(Items listed in a dataset)
>>>
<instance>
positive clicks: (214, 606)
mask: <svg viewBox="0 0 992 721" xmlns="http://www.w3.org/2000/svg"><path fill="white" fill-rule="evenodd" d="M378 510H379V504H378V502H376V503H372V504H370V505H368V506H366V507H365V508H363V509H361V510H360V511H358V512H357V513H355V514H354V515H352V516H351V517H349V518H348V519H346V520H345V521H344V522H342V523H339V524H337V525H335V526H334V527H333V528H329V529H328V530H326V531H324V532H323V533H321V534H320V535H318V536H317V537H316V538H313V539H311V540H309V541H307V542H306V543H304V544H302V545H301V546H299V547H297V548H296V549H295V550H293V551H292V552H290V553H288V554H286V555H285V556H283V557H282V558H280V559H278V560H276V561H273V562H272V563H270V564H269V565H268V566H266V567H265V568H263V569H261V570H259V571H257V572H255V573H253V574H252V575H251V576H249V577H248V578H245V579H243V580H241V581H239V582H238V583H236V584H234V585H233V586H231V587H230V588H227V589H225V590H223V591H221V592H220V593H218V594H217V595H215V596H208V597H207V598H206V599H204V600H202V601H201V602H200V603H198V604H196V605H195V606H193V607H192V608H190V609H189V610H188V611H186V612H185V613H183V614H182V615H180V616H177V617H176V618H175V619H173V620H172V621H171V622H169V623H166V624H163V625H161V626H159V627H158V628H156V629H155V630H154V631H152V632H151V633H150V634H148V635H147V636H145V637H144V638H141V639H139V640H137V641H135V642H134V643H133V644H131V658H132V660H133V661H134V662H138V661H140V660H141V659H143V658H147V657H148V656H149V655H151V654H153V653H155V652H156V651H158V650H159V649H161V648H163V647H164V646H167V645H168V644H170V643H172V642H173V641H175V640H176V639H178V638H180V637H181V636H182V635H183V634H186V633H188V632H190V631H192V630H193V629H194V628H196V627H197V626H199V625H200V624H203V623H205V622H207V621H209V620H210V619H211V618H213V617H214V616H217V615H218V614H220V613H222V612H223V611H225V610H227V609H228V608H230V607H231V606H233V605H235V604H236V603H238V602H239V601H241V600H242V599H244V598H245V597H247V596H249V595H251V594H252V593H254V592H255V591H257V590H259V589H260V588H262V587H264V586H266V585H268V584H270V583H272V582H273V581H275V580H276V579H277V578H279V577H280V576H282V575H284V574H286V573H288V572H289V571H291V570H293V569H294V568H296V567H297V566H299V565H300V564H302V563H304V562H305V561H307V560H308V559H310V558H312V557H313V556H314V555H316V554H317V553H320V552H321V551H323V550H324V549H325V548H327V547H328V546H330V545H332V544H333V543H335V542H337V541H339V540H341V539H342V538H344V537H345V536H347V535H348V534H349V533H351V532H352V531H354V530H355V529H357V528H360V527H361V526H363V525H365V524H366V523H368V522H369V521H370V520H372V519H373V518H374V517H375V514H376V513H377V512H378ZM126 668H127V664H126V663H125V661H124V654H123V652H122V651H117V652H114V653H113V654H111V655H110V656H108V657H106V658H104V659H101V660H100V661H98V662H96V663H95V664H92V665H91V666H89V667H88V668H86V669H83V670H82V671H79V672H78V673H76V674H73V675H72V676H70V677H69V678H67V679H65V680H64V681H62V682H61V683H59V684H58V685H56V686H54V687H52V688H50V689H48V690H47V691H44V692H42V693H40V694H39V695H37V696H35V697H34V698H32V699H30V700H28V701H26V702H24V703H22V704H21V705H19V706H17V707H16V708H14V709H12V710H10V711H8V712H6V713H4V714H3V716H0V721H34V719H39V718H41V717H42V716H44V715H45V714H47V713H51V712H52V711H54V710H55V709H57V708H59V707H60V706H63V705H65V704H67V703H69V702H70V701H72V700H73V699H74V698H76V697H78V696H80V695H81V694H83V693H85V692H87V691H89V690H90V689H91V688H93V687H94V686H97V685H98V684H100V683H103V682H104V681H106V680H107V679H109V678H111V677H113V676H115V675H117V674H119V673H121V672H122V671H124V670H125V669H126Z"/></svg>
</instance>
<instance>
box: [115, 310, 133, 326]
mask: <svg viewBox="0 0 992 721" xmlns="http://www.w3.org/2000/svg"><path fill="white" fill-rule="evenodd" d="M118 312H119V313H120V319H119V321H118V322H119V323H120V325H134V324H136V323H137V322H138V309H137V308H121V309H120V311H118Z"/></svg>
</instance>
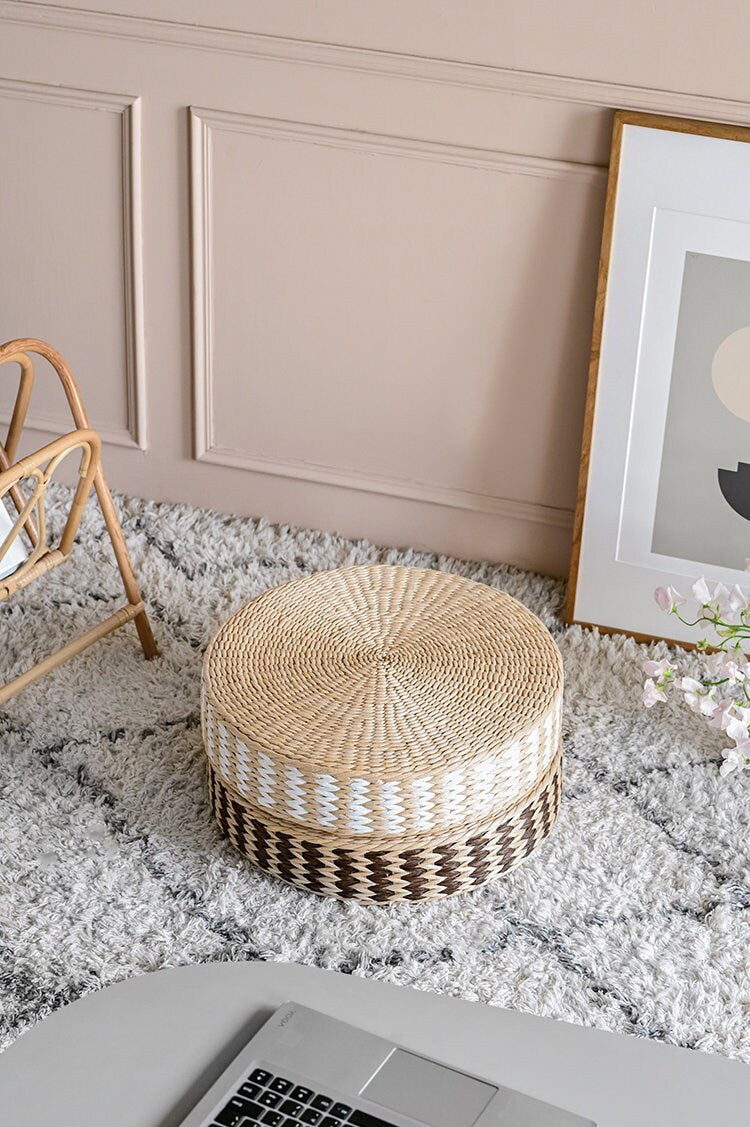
<<<
Task directions: All of the entries need to be copied exactly, minus any pictures.

Solution for this task:
<instance>
positive clicks: (214, 606)
mask: <svg viewBox="0 0 992 721" xmlns="http://www.w3.org/2000/svg"><path fill="white" fill-rule="evenodd" d="M378 510H379V504H378V502H376V503H372V504H370V505H368V506H366V507H365V508H363V509H361V510H360V511H358V512H357V513H355V514H354V515H352V516H351V517H349V518H348V519H346V520H345V521H344V522H342V523H339V524H337V525H335V526H334V527H333V528H329V529H328V530H326V531H324V532H323V533H321V534H320V535H318V536H317V537H316V538H313V539H311V540H309V541H307V542H306V543H304V544H302V545H301V546H299V547H297V548H296V549H295V550H293V551H292V552H290V553H288V554H286V555H285V556H283V557H282V558H280V559H278V560H276V561H273V562H272V563H270V564H269V565H268V566H266V567H265V568H263V569H261V570H259V571H257V572H255V573H253V574H252V575H251V576H249V577H248V578H245V579H243V580H241V581H239V582H238V583H236V584H234V585H233V586H231V587H230V588H227V589H225V590H223V591H221V592H220V593H218V594H217V595H215V596H208V597H207V598H206V599H204V600H202V601H201V602H200V603H198V604H196V605H195V606H193V607H192V608H190V609H189V610H188V611H186V612H185V613H183V614H182V615H180V616H177V617H176V618H175V619H173V620H172V621H171V622H169V623H166V624H163V625H161V626H159V627H158V628H156V629H155V630H154V631H152V632H151V633H150V634H148V635H147V636H145V637H144V638H141V639H139V640H137V641H135V642H134V643H133V644H131V658H132V660H133V661H134V662H138V661H140V660H141V659H143V658H147V657H148V656H149V655H151V654H153V653H155V652H156V651H158V650H159V649H161V648H163V647H164V646H167V645H168V644H170V643H172V642H173V641H175V640H176V639H178V638H180V637H181V636H182V635H183V634H186V633H188V632H190V631H192V630H193V629H194V628H196V627H197V626H199V625H200V624H203V623H205V622H207V621H209V620H210V619H211V618H213V617H214V616H217V615H218V614H220V613H222V612H223V611H225V610H227V609H228V608H230V607H231V606H233V605H235V604H236V603H238V602H239V601H241V600H242V599H244V598H245V597H247V596H249V595H251V594H252V593H254V592H255V591H257V590H259V589H260V588H262V587H264V586H266V585H268V584H270V583H272V582H273V581H275V580H276V579H277V578H279V577H280V576H282V575H284V574H286V573H288V572H289V571H291V570H293V569H294V568H296V567H297V566H299V565H300V564H302V563H304V562H305V561H307V560H308V559H310V558H312V557H313V556H314V555H316V554H317V553H320V552H321V551H323V550H324V549H325V548H327V547H328V546H330V545H332V544H333V543H335V542H337V541H339V540H341V539H342V538H344V537H345V536H347V535H348V534H349V533H351V532H352V531H354V530H355V529H357V528H360V527H361V526H363V525H365V524H366V523H368V522H369V521H370V520H372V519H373V518H374V517H375V514H376V513H377V512H378ZM126 668H127V664H126V663H125V661H124V654H123V652H122V651H117V652H114V653H113V654H111V655H110V656H108V657H106V658H104V659H101V660H100V661H98V662H96V663H95V664H92V665H91V666H89V667H88V668H86V669H83V670H82V671H79V672H78V673H76V674H73V675H72V676H70V677H69V678H67V679H65V680H64V681H62V682H61V683H59V684H58V685H56V686H54V687H52V688H50V689H48V690H47V691H44V692H42V693H40V694H39V695H37V696H35V697H34V698H32V699H30V700H28V701H26V702H24V703H22V704H21V705H19V706H17V707H16V708H14V709H12V710H10V711H8V712H6V713H4V714H3V716H0V721H34V719H39V718H41V717H42V716H44V715H45V714H47V713H51V712H52V711H54V710H55V709H57V708H59V707H60V706H63V705H65V704H67V703H69V702H70V701H72V700H73V699H74V698H76V697H78V696H80V695H81V694H83V693H85V692H87V691H89V690H90V689H91V688H93V687H94V686H97V685H98V684H100V683H103V682H104V681H106V680H107V679H109V678H111V677H113V676H115V675H117V674H119V673H121V672H122V671H124V670H125V669H126Z"/></svg>
</instance>
<instance>
box: [115, 310, 133, 326]
mask: <svg viewBox="0 0 992 721" xmlns="http://www.w3.org/2000/svg"><path fill="white" fill-rule="evenodd" d="M118 312H119V313H120V319H119V321H118V322H119V323H120V325H134V324H136V323H137V322H138V309H137V308H121V309H120V311H118Z"/></svg>
</instance>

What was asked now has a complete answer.